● Teks yang Diekstrak:
Tiga Orang Menjalani Pemeriksaan dalam Sidang Perkara PT Duta Palma Group
OTENTIK (JAKARTA) – Rabu (18/1/2023),
bertempat di Pengadilan Tindak Pidana Korupsi pada Pengadilan Negeri Jakarta
Pusat, telah dilaksanakan persidangan atas nama Terdakwa SURYA DARMADI dan
Terdakwa RAJA THAMSIR RACHMAN dengan agenda pemeriksaan ahli a de charge, dalam
perkara dugaan tindak pidana korupsi dan tindak pidana pencucian uang dalam
kegiatan usaha perkebunan kelapa sawit yang dilakukan oleh PT. Duta Palma Group
di Kabupaten Indragiri Hulu.
Adapun saksi
(ahli a de charge) yang dihadirkan yaitu HERBAN HERYANDANA, S.Hut., M.Sc selaku
Direktur Pengukuhan dan Penatagunaan Kawasan Hutan pada Direktorat Jenderal
Planologi Kuhutanan dan Tata Lingkungan, yang pada pokoknya menerangkan:
Bahwa untuk
perusahaan yang memiliki Izin Lokasi (ILOK) dan Izin Usaha Pertambangan, belum
dapat melakukan aktivitas bila masuk dalam kawasan hutan, sehingga harus
dilakukan pelepasan kawasan terlebih dahulu.

● Daftar Tugas:
- 1) Terjemahkan ke dalam bahasa Inggris kalimat ini dari berita tentang sidang perkara PT Duta Palma Group: "Bahwa untuk perusahaan yang memiliki Izin Lokasi (ILOK) dan Izin Usaha Pertambangan, belum dapat melakukan aktivitas bila masuk dalam kawasan hutan, sehingga harus dilakukan pelepasan kawasan terlebih dahulu."
- 2) Cetak ulang tanpa perubahan semua baris data di bawah, mulai dari baris yang memuat "Target: tree trunk" sampai baris yang memuat "left=321, top=0, right=386, bottom=407", dengan kedua baris itu ikut dicetak.

● Entri Dataset:
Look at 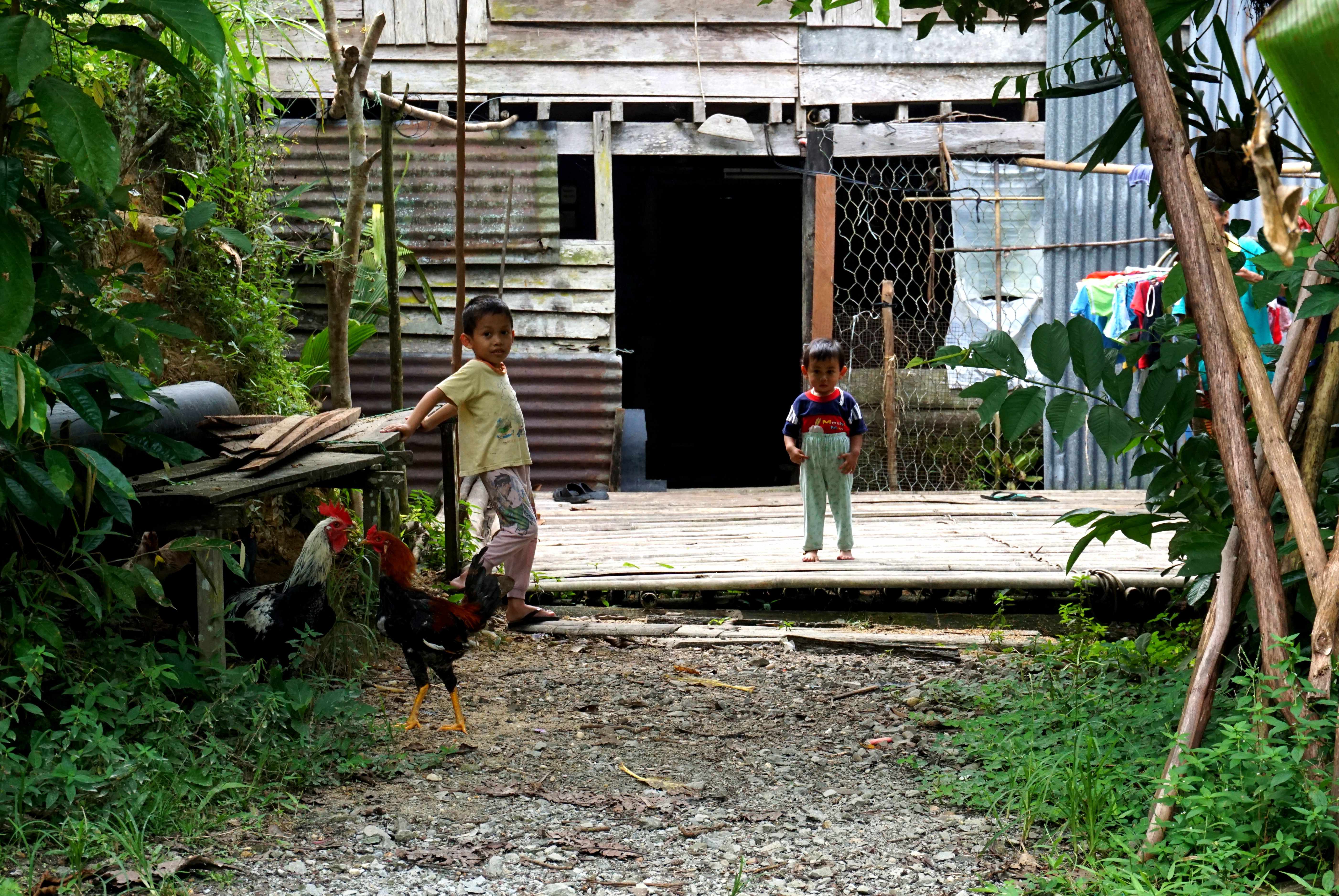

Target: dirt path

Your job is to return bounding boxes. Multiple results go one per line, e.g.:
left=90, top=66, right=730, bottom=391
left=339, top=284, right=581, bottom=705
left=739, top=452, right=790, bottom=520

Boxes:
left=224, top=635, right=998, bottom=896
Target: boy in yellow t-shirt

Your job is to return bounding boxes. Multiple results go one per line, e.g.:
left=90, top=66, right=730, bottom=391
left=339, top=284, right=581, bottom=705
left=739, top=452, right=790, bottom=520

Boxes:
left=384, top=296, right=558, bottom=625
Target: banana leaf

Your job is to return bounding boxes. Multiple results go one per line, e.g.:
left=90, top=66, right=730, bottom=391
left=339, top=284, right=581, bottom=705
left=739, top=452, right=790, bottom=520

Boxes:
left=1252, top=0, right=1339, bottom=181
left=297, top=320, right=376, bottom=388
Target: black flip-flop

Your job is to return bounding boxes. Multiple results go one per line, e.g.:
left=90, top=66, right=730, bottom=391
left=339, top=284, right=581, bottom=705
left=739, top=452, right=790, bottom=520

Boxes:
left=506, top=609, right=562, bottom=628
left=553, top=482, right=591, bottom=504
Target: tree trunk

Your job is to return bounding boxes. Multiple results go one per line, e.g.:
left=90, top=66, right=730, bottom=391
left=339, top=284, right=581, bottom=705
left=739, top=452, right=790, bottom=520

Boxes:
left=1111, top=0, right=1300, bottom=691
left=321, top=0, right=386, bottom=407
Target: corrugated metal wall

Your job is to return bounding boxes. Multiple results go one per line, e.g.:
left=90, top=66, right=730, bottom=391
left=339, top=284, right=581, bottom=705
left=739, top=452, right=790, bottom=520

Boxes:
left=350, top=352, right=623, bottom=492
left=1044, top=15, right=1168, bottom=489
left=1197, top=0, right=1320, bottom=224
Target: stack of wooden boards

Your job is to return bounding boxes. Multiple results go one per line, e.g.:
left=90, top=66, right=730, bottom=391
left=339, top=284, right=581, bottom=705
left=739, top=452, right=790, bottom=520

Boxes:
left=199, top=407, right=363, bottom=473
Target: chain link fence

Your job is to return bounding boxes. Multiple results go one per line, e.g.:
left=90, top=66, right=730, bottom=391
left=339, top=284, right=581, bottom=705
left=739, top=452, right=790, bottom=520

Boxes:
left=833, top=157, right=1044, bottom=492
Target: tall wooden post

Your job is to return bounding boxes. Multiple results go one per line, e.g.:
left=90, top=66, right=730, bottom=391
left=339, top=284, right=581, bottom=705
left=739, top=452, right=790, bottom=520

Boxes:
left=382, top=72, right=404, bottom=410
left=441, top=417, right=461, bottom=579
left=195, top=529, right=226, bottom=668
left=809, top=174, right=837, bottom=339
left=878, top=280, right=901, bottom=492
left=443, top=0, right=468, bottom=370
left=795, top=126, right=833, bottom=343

● Jawaban Akhir:
- 1) That companies holding a Location Permit (ILOK) and a Mining Business Permit may not yet carry out activities if they fall within a forest area, so the area must first be released.

- 2)
Target: tree trunk

Your job is to return bounding boxes. Multiple results go one per line, e.g.:
left=90, top=66, right=730, bottom=391
left=339, top=284, right=581, bottom=705
left=739, top=452, right=790, bottom=520

Boxes:
left=1111, top=0, right=1300, bottom=691
left=321, top=0, right=386, bottom=407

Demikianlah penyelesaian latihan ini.